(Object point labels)
▬▬▬▬▬▬

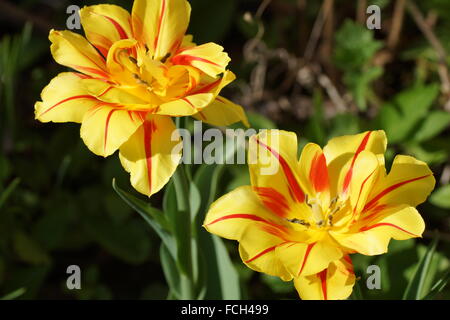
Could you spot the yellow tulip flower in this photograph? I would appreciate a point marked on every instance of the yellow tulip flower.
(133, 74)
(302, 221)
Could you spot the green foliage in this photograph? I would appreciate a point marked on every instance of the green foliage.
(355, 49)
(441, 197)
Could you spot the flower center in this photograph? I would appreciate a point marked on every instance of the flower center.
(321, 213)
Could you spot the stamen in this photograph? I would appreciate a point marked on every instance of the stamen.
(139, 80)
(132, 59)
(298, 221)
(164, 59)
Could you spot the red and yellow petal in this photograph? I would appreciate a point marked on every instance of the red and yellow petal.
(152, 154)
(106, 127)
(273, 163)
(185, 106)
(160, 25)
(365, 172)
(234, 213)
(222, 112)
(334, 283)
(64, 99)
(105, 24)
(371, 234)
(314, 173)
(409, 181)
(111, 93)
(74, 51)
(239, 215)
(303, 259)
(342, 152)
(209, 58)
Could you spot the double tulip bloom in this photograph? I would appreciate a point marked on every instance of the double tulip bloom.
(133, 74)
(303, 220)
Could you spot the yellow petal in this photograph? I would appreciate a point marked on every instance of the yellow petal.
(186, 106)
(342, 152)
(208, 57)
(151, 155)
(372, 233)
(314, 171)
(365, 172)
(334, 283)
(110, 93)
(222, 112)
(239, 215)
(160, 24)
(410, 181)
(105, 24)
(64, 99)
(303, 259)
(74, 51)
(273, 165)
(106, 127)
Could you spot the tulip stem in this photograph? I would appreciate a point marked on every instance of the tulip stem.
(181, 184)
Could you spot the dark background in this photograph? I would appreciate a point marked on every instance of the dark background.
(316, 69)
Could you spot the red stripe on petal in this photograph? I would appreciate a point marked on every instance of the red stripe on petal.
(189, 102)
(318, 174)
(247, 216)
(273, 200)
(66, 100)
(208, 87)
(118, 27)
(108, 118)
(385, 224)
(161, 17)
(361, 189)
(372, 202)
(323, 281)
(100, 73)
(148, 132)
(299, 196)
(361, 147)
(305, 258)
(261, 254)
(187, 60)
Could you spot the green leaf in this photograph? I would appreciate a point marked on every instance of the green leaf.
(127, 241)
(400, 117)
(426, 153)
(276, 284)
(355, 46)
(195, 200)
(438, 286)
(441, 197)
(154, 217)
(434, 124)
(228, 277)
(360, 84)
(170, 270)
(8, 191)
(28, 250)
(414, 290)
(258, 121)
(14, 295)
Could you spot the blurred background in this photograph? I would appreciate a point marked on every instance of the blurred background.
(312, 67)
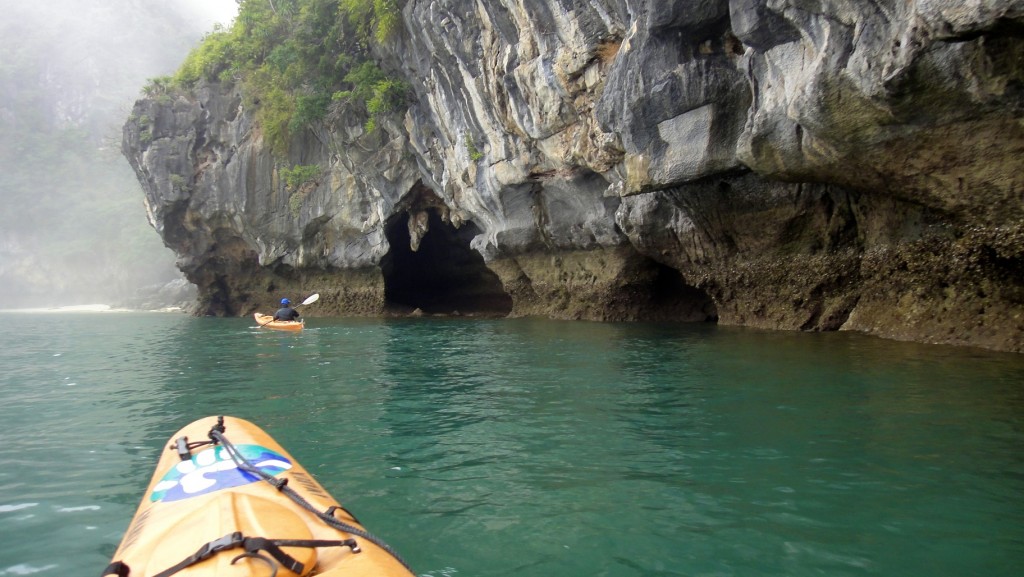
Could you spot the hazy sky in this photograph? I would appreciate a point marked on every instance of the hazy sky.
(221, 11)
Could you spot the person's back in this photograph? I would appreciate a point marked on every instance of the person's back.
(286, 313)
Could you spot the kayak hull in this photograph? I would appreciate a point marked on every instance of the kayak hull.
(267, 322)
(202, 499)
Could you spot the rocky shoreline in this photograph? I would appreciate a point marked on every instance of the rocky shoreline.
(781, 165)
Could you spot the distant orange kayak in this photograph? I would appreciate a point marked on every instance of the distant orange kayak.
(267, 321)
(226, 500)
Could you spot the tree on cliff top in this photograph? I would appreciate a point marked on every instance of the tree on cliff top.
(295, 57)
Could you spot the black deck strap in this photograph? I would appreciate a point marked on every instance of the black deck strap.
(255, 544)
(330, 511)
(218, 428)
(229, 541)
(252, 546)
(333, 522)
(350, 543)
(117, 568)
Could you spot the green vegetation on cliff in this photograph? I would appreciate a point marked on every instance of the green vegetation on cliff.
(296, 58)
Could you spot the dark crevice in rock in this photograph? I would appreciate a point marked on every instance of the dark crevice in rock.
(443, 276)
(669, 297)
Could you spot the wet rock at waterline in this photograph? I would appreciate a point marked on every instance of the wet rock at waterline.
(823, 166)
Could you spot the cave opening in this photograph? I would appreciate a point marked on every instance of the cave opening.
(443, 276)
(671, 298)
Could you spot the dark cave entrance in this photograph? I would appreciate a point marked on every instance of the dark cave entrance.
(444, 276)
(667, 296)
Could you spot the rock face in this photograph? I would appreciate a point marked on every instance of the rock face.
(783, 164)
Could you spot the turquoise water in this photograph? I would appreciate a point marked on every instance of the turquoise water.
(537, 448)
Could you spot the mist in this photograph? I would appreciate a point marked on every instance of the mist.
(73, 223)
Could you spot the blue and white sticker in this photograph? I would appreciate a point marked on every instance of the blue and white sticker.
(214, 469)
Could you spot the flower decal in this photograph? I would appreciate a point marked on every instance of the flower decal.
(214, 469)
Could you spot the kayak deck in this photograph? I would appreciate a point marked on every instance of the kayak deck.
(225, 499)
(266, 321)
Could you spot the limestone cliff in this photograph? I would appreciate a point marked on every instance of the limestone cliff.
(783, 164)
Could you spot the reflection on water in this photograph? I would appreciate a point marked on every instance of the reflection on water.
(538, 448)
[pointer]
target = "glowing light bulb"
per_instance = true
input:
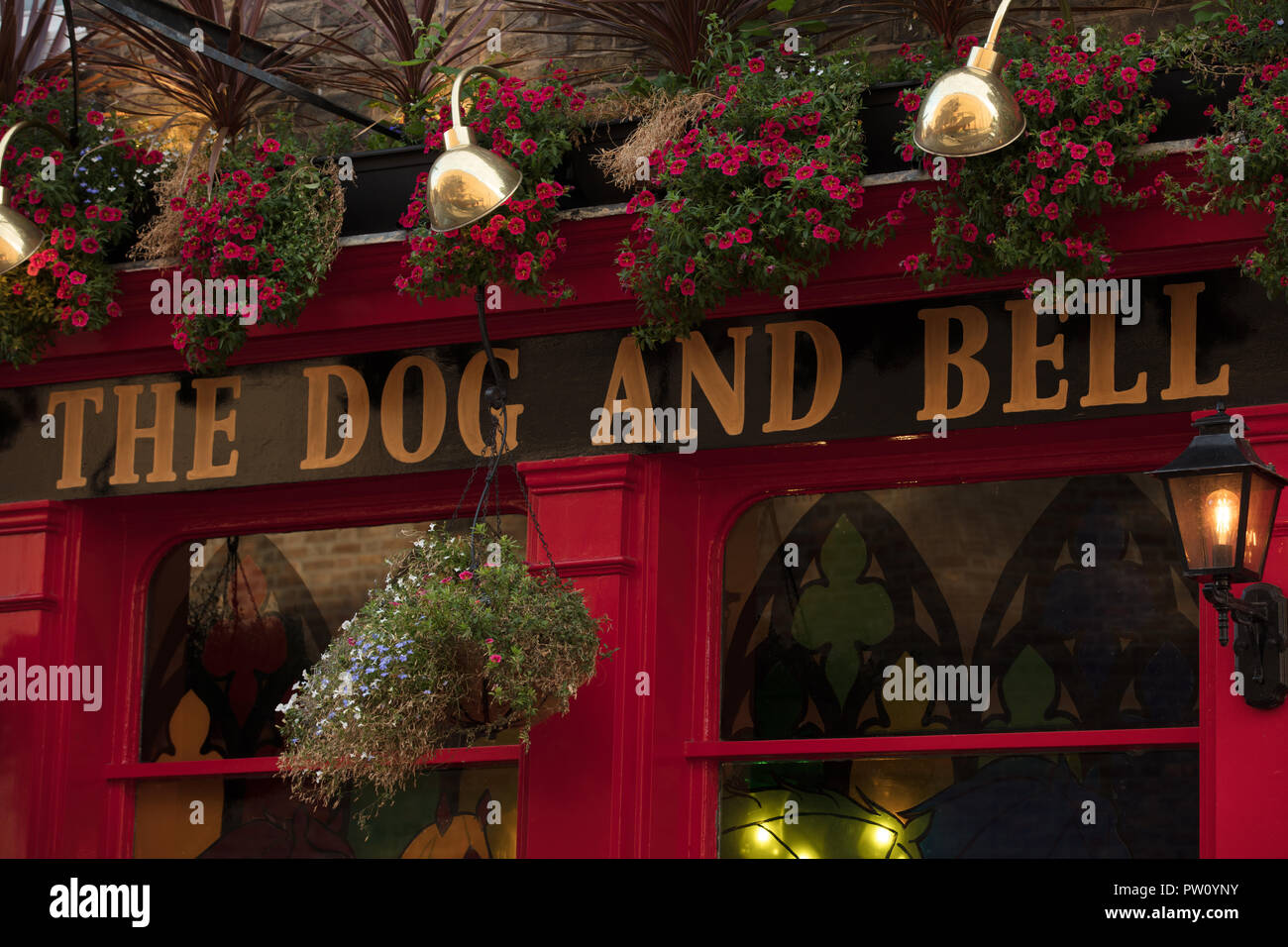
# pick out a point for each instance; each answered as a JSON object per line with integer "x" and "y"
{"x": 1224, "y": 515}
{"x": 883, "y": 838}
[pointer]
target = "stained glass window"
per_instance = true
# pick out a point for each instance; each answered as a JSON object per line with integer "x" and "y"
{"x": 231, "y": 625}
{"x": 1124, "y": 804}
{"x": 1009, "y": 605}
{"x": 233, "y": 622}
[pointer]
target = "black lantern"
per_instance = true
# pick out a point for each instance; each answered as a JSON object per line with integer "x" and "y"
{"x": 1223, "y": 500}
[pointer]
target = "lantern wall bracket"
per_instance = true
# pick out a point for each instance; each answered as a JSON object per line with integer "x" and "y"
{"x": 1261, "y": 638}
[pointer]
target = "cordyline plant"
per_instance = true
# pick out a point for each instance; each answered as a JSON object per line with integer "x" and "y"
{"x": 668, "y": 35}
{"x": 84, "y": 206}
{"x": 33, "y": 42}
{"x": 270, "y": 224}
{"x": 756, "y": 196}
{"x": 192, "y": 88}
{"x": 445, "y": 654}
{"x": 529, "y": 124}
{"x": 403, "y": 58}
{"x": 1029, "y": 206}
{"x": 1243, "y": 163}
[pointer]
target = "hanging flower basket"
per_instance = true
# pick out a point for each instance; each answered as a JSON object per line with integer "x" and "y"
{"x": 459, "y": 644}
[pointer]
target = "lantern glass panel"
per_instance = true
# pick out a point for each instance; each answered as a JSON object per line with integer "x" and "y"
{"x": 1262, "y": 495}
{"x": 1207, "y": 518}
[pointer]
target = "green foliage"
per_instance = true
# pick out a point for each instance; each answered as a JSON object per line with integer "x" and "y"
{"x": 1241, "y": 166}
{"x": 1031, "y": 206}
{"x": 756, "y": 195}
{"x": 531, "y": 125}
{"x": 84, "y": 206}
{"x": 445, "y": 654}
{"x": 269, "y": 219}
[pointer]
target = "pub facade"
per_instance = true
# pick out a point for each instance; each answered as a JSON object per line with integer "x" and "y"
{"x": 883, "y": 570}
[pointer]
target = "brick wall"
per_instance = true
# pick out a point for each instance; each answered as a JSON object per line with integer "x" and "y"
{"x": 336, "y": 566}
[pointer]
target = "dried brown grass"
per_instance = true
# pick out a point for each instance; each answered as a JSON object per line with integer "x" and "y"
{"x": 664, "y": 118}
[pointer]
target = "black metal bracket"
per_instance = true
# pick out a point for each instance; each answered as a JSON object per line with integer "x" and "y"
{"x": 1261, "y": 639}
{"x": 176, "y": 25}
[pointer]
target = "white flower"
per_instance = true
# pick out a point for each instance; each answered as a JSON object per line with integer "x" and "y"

▬▬▬▬▬▬

# [Exercise objective]
The entries above are to be returned exactly, without their pictures.

# [Response below]
Could you spot the yellow tulip flower in this photograph? I would appreciate a point marked on every instance of the yellow tulip flower.
(133, 74)
(302, 221)
Could you spot the green foliage in this photograph? I would appreciate a point marked on every instance of the green foliage.
(355, 49)
(441, 197)
Could you spot the flower center in this photograph? I would appreciate a point marked on every instance of the flower center.
(321, 213)
Could you spot the stamen in this photograph? I would appreciate a point marked on every instance of the stamen.
(139, 80)
(132, 59)
(298, 221)
(164, 59)
Could you spot the red and yellow petal in this photograph? I would appreciate a point marked on every instance of the red and yellow petal.
(152, 154)
(106, 127)
(273, 163)
(185, 106)
(160, 25)
(365, 172)
(234, 213)
(222, 112)
(334, 283)
(64, 99)
(105, 24)
(371, 234)
(314, 173)
(409, 181)
(111, 93)
(74, 51)
(239, 215)
(303, 259)
(342, 152)
(209, 58)
Could you spot the double tulip bloom in this photograph? I would appreciate a point marked on every instance of the double tulip bloom.
(133, 74)
(303, 220)
Could you spot the yellow petal in this photograph? I would appreciate a point marked on every instance of the yellow petal.
(186, 106)
(342, 152)
(208, 57)
(151, 155)
(372, 233)
(314, 171)
(365, 172)
(334, 283)
(110, 93)
(222, 112)
(239, 215)
(160, 24)
(410, 181)
(105, 24)
(64, 99)
(303, 259)
(74, 51)
(273, 165)
(106, 127)
Could you spot the tulip stem in this photograph? I would appreciate a point marked on every instance of the tulip stem.
(181, 184)
Could you spot the dark background in this photograph? I would appreciate a point marked on every instance of the dark background.
(316, 69)
Could you spot the red stripe on petal in this photograph? I would appreciate a point marked on every instance of the red stripe on petal.
(189, 102)
(318, 174)
(247, 216)
(273, 200)
(66, 100)
(208, 87)
(118, 27)
(108, 118)
(385, 224)
(161, 17)
(361, 189)
(372, 202)
(323, 281)
(100, 73)
(148, 132)
(299, 196)
(361, 147)
(305, 258)
(261, 254)
(187, 60)
Could you spot the green leaf in this photograph? I would appreciate a point marked on every instance of the green leaf.
(127, 241)
(400, 117)
(426, 153)
(276, 284)
(355, 46)
(195, 200)
(438, 286)
(441, 197)
(154, 217)
(434, 124)
(228, 277)
(360, 84)
(170, 270)
(8, 191)
(28, 250)
(414, 290)
(258, 121)
(14, 295)
Could you spot the blurred background in this photograph? I would appreciate a point marked on every instance of the blurred background.
(312, 67)
Could you spot the hazy sky in this photograph? I would appreciate a point marked on every instance of the hazy sky.
(221, 11)
Could you spot the person's back in this photograph? I would appreciate a point marked on every instance of the person's back.
(286, 313)
Could you spot the kayak hull in this photograph? I would appreciate a point marked on every instance of the kayak hull.
(267, 322)
(202, 499)
Could you spot the rocky shoreline in this photograph? I would appreciate a point marked on every instance of the rocky shoreline.
(781, 165)
Could you spot the distant orange kayak in this photograph? I would appreciate a point marked on every instance of the distant orange kayak.
(267, 321)
(226, 500)
Could you spot the tree on cliff top in this photograph? I would appreciate a point marked on every instance of the tree on cliff top.
(295, 57)
Could you spot the black deck strap in this photograph? I would appreciate a point marked on every instance of the black deck strap.
(255, 544)
(330, 511)
(218, 428)
(229, 541)
(252, 546)
(333, 522)
(350, 543)
(117, 568)
Could you spot the green vegetation on cliff in this photograph? I would appreciate a point marked on every instance of the green vegetation on cliff.
(296, 58)
Could you spot the dark crevice in rock in this photograph? I would appreciate a point marked on every instance of the dark crevice in rock.
(443, 276)
(669, 297)
Could you spot the wet rock at waterline in this photograph? I would appreciate a point marked on every instance of the wet rock at waterline.
(823, 166)
Could you spot the cave opening in this photograph? I would appreciate a point marked on every instance of the cave opening.
(443, 276)
(671, 298)
Could you spot the dark cave entrance in this photograph? I would appreciate a point marked on every instance of the dark cave entrance.
(444, 276)
(667, 296)
Could you spot the rock face in this photograph? I would appreciate a point marked on every instance of the rock face.
(783, 164)
Could you spot the turquoise water in this photograph? I would appreciate a point marked on every instance of the turquoise water.
(537, 448)
Could you spot the mist in this photograph? I would appreciate a point marked on every instance of the mist.
(73, 223)
Could you spot the blue and white sticker in this photograph? I would appreciate a point marked on every instance of the blue and white sticker.
(214, 469)
Could you spot the flower decal in this photograph? I would appreciate a point marked on every instance of the flower decal.
(214, 469)
Could you spot the kayak deck in this photograph? I would appreciate a point marked on every instance of the kayak deck.
(225, 499)
(266, 321)
Could you spot the limestone cliff in this photograph? I would appreciate a point marked on every instance of the limestone cliff.
(783, 164)
Could you spot the reflection on water in this photograph? I would appreciate a point marked on every instance of the reflection on water.
(538, 448)
[pointer]
target = "glowing light bulb"
per_instance = true
input:
# pick out a point for each instance; each answered as a JSON object per line with integer "x" and "y"
{"x": 1224, "y": 515}
{"x": 883, "y": 838}
[pointer]
target = "stained glass window"
per_instance = true
# pick out a point for each instance; each answered as a JSON object per line with integer "x" and "y"
{"x": 231, "y": 625}
{"x": 1124, "y": 804}
{"x": 1009, "y": 605}
{"x": 233, "y": 622}
[pointer]
target = "black lantern"
per_instance = true
# pick out a point for each instance; each answered as a JSON object per line with integer "x" and "y"
{"x": 1223, "y": 500}
[pointer]
target = "lantern wall bracket"
per_instance = true
# pick out a point for each instance; each answered as a JSON object per line with integer "x" and "y"
{"x": 1261, "y": 638}
[pointer]
target = "cordyline plant"
per_instance = true
# pick out a point for each instance; each answered as a JSON object per line with integer "x" and "y"
{"x": 668, "y": 35}
{"x": 84, "y": 206}
{"x": 33, "y": 42}
{"x": 270, "y": 224}
{"x": 756, "y": 196}
{"x": 192, "y": 88}
{"x": 445, "y": 654}
{"x": 529, "y": 124}
{"x": 403, "y": 58}
{"x": 1029, "y": 206}
{"x": 1243, "y": 163}
[pointer]
target = "hanging flower basket"
per_instance = true
# pick out a point for each instance; each answered as a JSON object per line with integer "x" and "y"
{"x": 459, "y": 644}
[pointer]
target = "lantern glass panel"
per_instance = true
# pick out a point for each instance; each answered as a JSON object per line with integer "x" and "y"
{"x": 1262, "y": 495}
{"x": 1207, "y": 518}
[pointer]
target = "green foliage"
per_instance = true
# pick out a point for each instance; each answered as a JSON object per line with integer "x" and "y"
{"x": 1241, "y": 166}
{"x": 1031, "y": 206}
{"x": 756, "y": 195}
{"x": 531, "y": 125}
{"x": 84, "y": 206}
{"x": 445, "y": 654}
{"x": 269, "y": 219}
[pointer]
target = "pub facade"
per_instance = true
# pick out a point for each instance; each answered as a JSON object per line with integer "x" and "y"
{"x": 883, "y": 570}
[pointer]
target = "brick wall"
per_instance = true
# pick out a point for each instance; each answered as a JSON object per line with integer "x" and "y"
{"x": 336, "y": 566}
[pointer]
target = "dried brown grass"
per_instance = true
# pick out a point for each instance; each answered as a JSON object per line with integer "x" and "y"
{"x": 664, "y": 118}
[pointer]
target = "black metal bracket"
per_instance = true
# pick out a point for each instance; each answered as a JSON object per line with integer "x" and "y"
{"x": 1261, "y": 639}
{"x": 176, "y": 25}
[pointer]
target = "white flower"
per_instance = true
# pick out a point for each instance; each answered as a JSON object per line with integer "x" and "y"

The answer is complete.